THE REQUEST:
Starting at the line that contains "the green foliage" and ending at the last item, write those lines out again, keeping each item's wording, but add 49 to every coordinate in the answers.

EXERCISE INPUTS:
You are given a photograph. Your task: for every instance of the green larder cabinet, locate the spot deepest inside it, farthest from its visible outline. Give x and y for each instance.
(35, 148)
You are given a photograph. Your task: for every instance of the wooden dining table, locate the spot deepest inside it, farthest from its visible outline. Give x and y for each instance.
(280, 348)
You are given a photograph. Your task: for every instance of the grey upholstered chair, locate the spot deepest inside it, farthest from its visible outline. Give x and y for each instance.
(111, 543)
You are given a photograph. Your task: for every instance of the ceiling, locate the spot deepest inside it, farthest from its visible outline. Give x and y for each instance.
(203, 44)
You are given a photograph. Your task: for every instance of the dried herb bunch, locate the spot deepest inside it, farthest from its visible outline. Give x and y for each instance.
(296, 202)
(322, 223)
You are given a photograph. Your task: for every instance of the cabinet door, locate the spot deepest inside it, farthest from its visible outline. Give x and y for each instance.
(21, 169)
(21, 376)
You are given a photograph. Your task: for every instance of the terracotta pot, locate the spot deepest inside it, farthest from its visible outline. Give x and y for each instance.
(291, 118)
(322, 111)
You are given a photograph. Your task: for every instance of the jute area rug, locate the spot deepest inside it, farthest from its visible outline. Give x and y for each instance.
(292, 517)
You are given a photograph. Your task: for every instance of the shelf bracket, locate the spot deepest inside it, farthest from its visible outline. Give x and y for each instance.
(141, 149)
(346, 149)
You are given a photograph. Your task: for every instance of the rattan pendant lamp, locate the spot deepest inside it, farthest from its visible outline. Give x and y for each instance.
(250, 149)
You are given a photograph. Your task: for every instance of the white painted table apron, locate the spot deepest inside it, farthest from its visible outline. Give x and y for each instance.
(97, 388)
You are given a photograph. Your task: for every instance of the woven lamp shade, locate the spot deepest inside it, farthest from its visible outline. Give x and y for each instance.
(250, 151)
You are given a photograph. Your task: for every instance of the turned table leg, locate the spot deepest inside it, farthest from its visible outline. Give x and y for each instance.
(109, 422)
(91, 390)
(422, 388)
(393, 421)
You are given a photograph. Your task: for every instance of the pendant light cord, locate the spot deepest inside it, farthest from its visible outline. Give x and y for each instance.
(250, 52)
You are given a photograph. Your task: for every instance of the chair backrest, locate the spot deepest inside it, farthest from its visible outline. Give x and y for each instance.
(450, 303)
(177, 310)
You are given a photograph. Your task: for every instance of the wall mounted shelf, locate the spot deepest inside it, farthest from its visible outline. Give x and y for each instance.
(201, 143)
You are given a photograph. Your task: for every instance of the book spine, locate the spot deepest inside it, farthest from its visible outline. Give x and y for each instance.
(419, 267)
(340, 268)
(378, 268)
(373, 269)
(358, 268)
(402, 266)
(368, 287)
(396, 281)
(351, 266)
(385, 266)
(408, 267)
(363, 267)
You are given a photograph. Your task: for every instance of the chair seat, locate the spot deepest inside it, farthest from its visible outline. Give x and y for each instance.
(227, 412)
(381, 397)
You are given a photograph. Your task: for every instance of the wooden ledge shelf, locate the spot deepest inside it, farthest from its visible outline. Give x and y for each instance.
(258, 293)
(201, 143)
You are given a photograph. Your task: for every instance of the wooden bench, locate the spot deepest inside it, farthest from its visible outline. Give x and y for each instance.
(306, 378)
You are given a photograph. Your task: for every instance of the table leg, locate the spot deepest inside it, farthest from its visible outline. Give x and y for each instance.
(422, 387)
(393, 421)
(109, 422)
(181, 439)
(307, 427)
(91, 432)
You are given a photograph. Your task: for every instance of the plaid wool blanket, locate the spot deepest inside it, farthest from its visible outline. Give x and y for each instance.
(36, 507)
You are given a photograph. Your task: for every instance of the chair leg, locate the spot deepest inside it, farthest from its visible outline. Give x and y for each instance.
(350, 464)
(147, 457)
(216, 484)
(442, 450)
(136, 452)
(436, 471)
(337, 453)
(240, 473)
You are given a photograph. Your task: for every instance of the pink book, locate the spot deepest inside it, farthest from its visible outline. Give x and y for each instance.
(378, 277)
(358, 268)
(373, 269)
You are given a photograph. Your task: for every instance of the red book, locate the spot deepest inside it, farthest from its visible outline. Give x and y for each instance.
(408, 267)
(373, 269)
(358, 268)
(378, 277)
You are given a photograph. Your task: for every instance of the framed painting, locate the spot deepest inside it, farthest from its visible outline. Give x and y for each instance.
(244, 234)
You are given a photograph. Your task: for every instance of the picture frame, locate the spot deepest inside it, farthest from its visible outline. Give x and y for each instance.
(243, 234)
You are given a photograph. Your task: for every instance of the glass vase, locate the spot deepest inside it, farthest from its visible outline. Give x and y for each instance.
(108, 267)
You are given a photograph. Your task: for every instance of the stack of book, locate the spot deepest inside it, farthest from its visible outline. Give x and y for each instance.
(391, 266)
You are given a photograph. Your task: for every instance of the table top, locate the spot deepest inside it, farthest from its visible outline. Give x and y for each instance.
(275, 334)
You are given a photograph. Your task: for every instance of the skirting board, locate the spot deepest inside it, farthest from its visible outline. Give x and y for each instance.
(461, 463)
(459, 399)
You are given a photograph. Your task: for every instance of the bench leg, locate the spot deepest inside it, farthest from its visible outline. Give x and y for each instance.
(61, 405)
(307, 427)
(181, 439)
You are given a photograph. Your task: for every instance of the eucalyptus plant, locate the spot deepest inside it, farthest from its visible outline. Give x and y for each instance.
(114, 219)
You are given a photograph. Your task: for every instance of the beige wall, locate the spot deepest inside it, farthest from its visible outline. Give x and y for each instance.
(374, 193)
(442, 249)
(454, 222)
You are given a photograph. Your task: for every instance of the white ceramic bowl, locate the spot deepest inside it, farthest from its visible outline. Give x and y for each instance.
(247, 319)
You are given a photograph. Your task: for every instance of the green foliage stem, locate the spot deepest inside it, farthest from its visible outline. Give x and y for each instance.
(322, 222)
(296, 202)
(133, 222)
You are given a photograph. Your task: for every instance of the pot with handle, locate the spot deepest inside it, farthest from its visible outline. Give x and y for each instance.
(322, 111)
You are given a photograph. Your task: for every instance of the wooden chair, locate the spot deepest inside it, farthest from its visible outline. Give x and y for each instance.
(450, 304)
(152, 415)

COMPLETE ANSWER:
You are given a photograph. Your task: for every instance of the green foliage stem, locate the spot deepest inside it, farthest from its visible outline. Give x and y for each instance.
(371, 271)
(345, 251)
(182, 271)
You are given a photograph. Your task: for every instance of the pot with handle, locate the spot deepest inside it, farthest from its visible outline. Give x and y for each instance.
(371, 160)
You are given a photograph. Your task: for every instance of the wooden chair, locate the spot deepest inside it, farthest from its visible outline. Give x and y for each instance.
(499, 353)
(201, 464)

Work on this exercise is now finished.